» What the task requires
In the entries that follow, the lines from the one with "of the eyeglasses." through the one with "the man's face." are the ones to write out, exactly and with both ends included. Nothing else should appear.

....................

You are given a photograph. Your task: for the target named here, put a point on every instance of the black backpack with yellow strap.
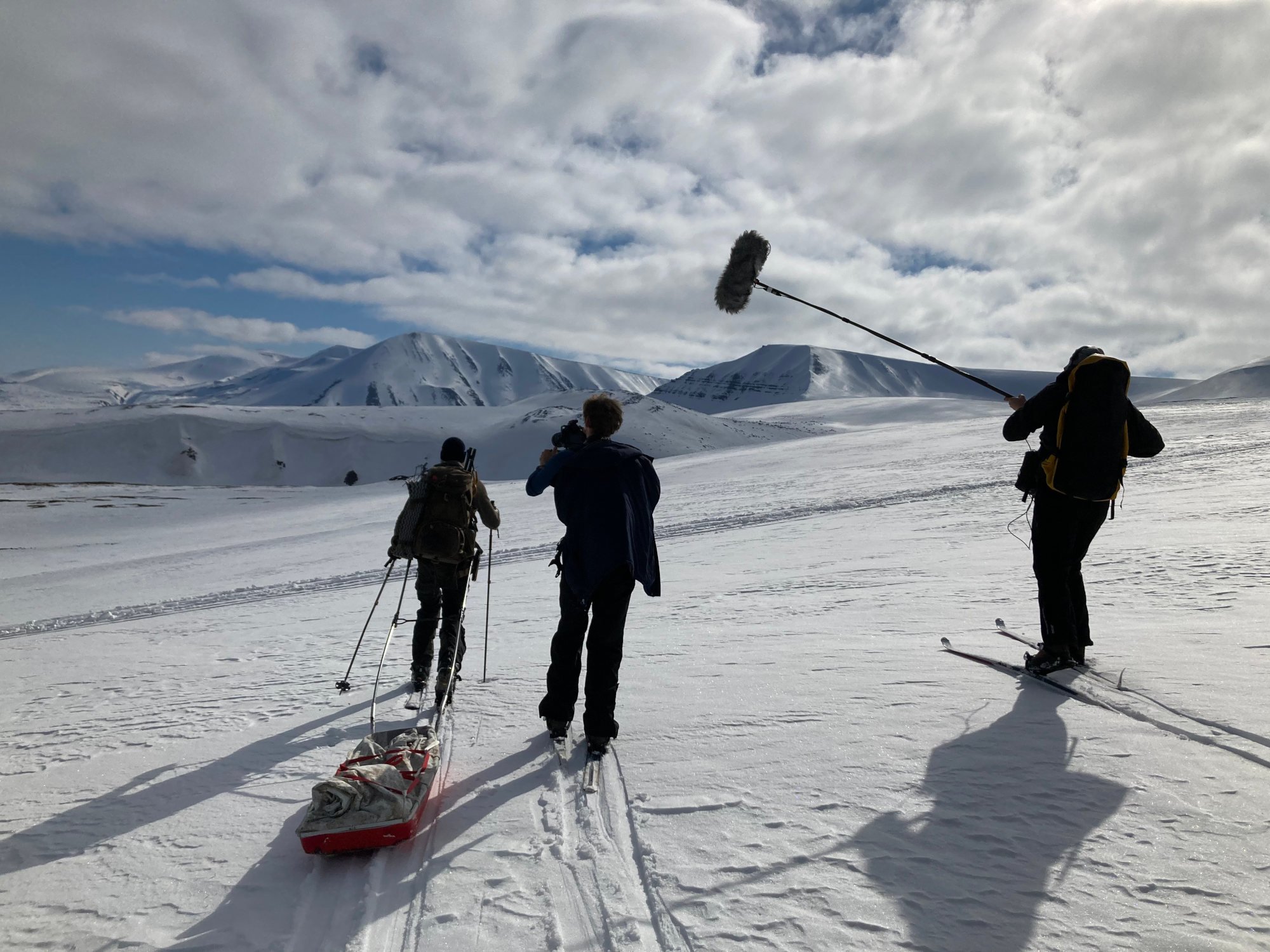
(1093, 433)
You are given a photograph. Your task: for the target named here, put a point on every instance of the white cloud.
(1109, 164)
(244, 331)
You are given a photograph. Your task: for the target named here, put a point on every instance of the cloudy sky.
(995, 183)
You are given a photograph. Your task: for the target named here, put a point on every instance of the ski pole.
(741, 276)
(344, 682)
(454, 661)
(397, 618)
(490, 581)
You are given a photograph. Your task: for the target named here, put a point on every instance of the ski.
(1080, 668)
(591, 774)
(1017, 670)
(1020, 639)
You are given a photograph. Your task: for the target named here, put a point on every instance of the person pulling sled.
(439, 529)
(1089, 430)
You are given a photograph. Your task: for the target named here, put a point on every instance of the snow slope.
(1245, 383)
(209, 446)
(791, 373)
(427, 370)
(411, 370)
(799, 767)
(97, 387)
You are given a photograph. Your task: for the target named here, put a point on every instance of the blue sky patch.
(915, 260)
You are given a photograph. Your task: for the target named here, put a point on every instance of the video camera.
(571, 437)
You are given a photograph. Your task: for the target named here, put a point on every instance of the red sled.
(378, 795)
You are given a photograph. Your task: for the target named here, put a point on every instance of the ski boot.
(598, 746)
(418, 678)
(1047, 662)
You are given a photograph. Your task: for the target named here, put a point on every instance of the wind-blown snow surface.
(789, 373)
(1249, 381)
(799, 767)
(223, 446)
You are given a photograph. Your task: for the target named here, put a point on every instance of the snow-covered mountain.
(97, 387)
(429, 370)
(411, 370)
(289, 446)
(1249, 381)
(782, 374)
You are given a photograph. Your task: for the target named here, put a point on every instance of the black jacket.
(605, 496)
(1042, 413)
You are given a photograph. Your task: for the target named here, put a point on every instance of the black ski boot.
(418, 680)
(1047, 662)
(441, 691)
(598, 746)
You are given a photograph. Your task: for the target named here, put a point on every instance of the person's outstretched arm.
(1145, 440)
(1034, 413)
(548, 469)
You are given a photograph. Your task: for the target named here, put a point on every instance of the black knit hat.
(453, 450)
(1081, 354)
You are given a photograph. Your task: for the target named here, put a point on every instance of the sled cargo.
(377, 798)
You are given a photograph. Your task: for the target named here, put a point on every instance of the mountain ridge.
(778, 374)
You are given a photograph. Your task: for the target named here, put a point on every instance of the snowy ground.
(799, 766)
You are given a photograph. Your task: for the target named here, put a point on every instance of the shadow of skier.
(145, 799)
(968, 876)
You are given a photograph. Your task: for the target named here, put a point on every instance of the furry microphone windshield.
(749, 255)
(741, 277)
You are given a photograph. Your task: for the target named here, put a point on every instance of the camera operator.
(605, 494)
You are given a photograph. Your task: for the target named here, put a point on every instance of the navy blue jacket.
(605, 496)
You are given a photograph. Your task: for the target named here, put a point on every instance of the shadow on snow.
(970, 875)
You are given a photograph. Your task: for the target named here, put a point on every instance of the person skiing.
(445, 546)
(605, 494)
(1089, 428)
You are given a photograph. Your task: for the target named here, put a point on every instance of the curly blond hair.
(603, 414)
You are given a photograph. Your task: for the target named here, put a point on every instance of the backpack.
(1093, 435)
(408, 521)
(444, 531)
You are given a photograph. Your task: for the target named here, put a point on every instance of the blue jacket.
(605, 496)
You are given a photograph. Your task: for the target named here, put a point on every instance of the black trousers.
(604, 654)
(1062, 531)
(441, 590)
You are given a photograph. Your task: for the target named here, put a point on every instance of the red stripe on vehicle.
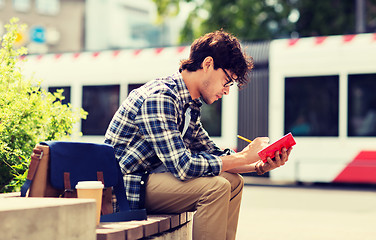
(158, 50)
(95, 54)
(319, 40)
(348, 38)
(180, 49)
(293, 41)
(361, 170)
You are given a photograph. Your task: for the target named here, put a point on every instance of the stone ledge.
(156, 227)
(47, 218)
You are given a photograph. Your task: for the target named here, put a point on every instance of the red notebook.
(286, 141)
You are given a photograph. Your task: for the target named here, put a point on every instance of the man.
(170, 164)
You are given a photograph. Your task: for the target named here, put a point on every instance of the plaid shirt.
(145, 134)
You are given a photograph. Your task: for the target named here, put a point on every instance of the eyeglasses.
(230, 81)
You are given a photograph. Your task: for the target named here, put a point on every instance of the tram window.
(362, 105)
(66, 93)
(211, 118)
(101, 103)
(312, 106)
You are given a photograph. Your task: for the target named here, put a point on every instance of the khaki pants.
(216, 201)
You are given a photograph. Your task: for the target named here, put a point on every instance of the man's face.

....................

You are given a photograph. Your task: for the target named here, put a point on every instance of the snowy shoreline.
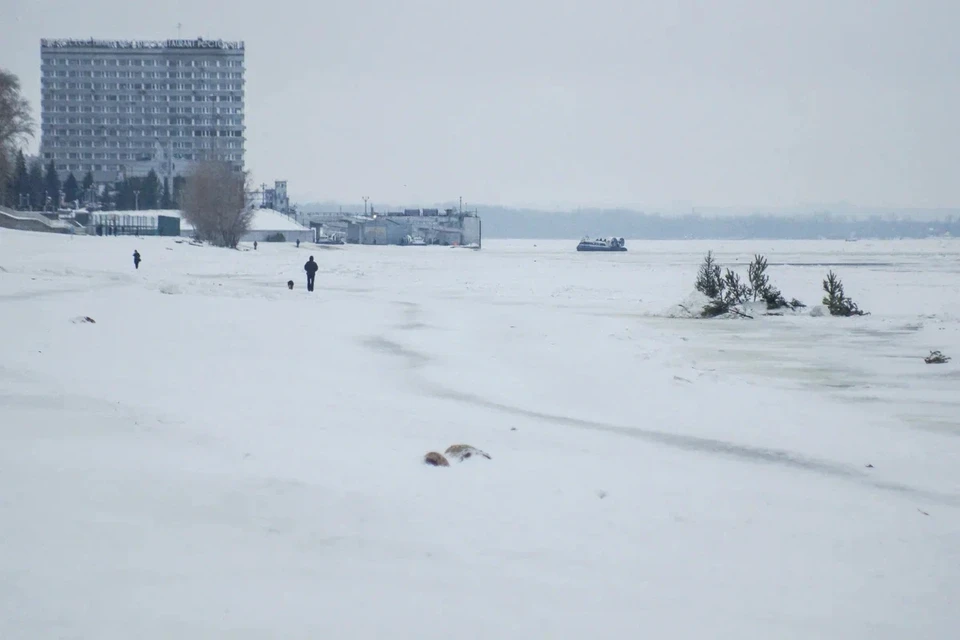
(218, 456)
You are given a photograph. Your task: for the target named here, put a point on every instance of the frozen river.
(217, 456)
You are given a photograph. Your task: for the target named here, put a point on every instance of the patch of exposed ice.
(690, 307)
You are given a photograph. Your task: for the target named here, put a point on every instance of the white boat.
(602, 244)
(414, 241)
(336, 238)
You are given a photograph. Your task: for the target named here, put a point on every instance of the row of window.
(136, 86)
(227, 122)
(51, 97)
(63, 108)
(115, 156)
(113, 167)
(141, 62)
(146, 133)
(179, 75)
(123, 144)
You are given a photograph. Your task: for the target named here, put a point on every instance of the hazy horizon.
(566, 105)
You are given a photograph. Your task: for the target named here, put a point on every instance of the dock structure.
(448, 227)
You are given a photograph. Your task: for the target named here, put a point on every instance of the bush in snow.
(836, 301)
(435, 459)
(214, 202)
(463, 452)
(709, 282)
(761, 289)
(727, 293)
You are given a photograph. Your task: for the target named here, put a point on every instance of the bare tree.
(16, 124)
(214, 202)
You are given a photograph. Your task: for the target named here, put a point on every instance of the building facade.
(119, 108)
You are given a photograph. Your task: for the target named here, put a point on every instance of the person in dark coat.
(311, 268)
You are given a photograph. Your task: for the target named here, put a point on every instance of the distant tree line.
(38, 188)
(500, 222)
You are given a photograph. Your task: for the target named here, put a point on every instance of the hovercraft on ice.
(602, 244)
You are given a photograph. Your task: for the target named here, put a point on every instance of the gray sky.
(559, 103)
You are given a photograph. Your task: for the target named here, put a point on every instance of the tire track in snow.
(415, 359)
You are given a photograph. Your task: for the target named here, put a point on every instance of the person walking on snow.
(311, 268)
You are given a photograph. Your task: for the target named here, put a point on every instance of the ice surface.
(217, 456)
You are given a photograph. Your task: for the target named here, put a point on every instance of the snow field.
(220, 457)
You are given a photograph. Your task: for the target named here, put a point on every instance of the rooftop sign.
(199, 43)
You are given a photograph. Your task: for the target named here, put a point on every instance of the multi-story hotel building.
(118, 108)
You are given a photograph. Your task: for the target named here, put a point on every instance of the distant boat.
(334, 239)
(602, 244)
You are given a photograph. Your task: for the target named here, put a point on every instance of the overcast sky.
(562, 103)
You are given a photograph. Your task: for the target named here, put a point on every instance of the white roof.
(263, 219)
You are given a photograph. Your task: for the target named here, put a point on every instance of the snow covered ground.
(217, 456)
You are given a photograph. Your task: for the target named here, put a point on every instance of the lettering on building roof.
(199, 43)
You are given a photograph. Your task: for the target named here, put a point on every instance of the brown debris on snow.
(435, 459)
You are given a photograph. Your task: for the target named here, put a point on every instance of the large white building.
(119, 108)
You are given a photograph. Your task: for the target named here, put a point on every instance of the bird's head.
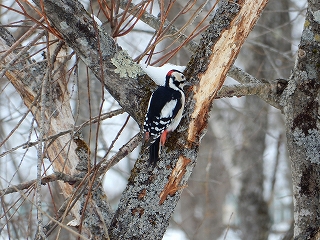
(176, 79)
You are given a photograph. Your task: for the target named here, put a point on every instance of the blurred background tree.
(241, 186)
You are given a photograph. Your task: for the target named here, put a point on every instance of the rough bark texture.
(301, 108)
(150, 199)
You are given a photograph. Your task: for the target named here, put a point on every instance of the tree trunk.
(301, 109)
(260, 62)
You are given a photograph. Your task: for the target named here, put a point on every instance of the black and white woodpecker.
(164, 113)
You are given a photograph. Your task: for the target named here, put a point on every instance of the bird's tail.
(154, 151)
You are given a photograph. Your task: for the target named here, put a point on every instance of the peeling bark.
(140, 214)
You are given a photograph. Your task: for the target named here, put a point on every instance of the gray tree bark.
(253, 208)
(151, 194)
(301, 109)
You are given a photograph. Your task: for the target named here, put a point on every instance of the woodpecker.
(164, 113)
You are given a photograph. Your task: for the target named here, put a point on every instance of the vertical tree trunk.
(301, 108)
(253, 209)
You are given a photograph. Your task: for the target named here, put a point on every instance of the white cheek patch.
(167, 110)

....................

» Solved problem
You are given a photograph. Your task: for the target named here, put a point on every instance of the eyeglasses.
(230, 81)
You are given a photograph. Your task: for the target named here, put a point on every instance of the tram window.
(362, 105)
(66, 93)
(211, 118)
(101, 103)
(312, 106)
You are given a photograph. Your task: for the target named here, put a point on every instance of the khaki pants.
(216, 201)
You are given a photograph. Your task: for the target named here, put a point on every instance of the man's face.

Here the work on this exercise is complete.